▶ [Exercise brief]
Please return each line below that contains the string "shadow", matching case exactly.

▶ [Records supplied]
##############################
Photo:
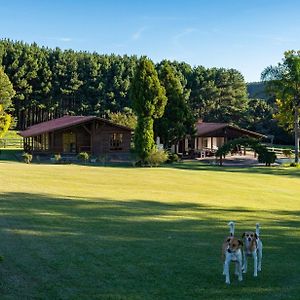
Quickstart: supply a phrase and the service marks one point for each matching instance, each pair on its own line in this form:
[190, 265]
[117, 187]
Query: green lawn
[83, 232]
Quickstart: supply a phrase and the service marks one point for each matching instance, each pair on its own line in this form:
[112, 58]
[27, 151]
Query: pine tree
[178, 120]
[149, 100]
[6, 93]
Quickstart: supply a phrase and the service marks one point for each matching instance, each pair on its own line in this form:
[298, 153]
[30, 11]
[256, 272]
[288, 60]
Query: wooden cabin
[210, 136]
[75, 134]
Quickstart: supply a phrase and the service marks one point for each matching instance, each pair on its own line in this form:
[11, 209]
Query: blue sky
[247, 35]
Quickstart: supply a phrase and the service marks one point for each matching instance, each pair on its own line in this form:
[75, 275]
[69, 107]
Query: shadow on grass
[73, 248]
[199, 166]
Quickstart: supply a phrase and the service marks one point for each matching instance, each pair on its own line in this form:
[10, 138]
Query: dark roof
[63, 122]
[204, 129]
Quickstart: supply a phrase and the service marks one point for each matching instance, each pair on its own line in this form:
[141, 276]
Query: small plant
[57, 158]
[27, 157]
[83, 156]
[172, 157]
[93, 159]
[287, 153]
[103, 158]
[156, 158]
[293, 164]
[267, 157]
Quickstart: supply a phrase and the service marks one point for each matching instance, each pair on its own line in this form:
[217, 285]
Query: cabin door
[69, 142]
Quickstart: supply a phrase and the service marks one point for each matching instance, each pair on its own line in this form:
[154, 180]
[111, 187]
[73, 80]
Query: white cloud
[64, 39]
[137, 35]
[180, 35]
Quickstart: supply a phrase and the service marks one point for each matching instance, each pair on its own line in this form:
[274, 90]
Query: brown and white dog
[232, 251]
[253, 247]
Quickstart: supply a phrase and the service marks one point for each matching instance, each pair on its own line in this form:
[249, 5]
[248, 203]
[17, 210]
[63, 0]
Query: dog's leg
[236, 270]
[259, 256]
[226, 268]
[245, 265]
[254, 254]
[239, 264]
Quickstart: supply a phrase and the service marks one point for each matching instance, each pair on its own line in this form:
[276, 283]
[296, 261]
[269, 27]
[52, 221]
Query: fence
[11, 143]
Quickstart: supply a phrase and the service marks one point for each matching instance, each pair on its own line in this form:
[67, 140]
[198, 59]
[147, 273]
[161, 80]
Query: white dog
[253, 247]
[232, 251]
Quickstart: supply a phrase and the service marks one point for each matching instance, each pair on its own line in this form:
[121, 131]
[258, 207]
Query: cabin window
[69, 142]
[116, 140]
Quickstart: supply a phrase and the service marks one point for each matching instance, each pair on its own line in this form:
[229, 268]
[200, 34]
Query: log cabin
[75, 134]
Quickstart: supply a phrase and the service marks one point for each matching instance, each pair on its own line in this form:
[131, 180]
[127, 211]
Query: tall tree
[284, 81]
[6, 93]
[178, 120]
[148, 100]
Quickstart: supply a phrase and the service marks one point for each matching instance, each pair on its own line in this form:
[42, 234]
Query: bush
[156, 158]
[267, 157]
[293, 164]
[27, 157]
[287, 153]
[57, 158]
[172, 157]
[103, 158]
[83, 156]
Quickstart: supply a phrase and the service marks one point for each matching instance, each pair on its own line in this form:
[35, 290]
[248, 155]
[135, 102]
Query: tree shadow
[97, 248]
[273, 170]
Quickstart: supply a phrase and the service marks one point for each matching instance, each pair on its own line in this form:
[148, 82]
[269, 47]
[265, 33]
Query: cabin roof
[62, 123]
[206, 128]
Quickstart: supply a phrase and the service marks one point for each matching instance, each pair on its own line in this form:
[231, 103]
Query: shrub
[267, 157]
[27, 157]
[83, 156]
[287, 153]
[57, 158]
[172, 157]
[293, 164]
[103, 158]
[156, 158]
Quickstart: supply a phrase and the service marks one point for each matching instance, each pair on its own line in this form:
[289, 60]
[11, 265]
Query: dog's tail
[231, 228]
[257, 229]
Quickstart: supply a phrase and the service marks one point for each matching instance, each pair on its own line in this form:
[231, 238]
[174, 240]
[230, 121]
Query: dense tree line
[51, 82]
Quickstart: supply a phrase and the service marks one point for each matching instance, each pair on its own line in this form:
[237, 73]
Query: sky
[247, 35]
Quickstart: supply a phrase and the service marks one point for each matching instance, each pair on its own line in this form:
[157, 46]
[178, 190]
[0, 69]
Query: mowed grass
[83, 232]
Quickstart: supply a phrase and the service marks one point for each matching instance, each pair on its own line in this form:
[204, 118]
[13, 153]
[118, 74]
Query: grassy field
##############################
▶ [Answer for the task]
Query: shadow on grass
Query: tree shadow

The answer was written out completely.